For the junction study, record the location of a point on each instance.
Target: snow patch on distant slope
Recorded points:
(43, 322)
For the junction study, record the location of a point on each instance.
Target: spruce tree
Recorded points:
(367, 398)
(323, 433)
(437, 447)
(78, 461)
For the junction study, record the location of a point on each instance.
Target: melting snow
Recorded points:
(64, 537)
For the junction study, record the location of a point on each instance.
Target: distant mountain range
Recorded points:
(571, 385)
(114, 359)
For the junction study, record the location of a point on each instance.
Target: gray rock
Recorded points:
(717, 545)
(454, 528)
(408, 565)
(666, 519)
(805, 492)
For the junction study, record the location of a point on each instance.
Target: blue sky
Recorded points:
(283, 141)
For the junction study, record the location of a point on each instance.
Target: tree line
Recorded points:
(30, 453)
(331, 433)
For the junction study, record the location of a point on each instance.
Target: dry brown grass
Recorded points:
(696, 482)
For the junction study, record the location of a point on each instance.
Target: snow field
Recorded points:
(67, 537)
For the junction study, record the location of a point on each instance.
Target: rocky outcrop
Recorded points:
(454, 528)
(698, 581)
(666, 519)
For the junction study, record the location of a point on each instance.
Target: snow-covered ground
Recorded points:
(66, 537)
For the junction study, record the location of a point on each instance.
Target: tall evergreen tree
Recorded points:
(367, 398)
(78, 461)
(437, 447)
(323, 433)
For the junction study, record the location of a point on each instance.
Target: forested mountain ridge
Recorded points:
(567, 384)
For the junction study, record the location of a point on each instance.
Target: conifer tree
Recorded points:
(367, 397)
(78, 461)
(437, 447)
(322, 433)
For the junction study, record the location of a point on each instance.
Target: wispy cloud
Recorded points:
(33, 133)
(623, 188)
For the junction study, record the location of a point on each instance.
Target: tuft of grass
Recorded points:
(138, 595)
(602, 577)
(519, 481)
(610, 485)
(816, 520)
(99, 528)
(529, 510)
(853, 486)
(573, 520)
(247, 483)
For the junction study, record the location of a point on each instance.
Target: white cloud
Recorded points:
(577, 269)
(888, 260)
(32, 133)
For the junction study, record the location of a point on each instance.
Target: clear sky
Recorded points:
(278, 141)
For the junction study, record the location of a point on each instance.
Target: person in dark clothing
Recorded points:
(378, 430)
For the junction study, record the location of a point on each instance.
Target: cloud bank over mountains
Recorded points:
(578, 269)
...
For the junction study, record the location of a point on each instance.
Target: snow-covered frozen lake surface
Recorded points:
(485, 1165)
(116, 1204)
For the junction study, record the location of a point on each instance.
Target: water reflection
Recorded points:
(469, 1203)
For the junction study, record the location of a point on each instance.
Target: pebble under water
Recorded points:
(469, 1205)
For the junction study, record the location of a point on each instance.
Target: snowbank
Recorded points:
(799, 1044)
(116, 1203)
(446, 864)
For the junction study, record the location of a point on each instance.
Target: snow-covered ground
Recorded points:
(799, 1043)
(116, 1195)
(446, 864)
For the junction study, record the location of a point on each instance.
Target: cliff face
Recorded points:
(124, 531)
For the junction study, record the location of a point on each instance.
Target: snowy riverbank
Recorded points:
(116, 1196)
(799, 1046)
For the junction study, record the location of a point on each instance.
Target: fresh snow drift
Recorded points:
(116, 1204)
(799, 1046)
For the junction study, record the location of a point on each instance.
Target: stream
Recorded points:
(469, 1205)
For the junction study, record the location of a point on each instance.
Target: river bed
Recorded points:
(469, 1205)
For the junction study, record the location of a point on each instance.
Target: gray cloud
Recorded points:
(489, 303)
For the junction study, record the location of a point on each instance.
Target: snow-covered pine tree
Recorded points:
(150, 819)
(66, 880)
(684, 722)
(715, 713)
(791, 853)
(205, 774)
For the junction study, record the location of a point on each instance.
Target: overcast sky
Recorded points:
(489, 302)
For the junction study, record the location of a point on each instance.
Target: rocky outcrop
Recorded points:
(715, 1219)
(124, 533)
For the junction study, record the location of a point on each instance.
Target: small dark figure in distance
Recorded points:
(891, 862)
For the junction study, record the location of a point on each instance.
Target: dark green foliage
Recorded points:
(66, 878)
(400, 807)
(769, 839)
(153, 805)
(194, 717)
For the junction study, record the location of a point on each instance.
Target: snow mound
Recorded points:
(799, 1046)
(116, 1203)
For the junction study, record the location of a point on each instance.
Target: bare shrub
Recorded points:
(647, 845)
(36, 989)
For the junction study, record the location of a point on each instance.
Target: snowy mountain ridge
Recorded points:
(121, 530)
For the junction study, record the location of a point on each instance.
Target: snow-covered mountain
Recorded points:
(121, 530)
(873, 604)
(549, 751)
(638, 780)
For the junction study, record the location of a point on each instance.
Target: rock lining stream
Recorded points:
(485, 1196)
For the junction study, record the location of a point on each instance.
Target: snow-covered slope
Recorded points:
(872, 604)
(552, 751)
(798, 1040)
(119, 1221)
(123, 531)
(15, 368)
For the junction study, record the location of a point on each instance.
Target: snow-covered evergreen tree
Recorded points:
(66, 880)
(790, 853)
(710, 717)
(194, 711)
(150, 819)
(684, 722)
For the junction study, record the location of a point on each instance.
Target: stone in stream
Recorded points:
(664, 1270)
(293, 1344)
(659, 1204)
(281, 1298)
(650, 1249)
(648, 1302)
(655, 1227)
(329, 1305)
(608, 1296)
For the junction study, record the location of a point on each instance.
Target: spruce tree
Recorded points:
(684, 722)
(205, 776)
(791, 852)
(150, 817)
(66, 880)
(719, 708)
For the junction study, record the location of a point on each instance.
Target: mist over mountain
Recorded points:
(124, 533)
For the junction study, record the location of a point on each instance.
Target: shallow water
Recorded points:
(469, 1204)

● **Stated exercise**
Extract every line of the material above that contains the string "ridge", with case counting.

● **Task solution**
Target: forested mountain ridge
Target: snowy mountain ridge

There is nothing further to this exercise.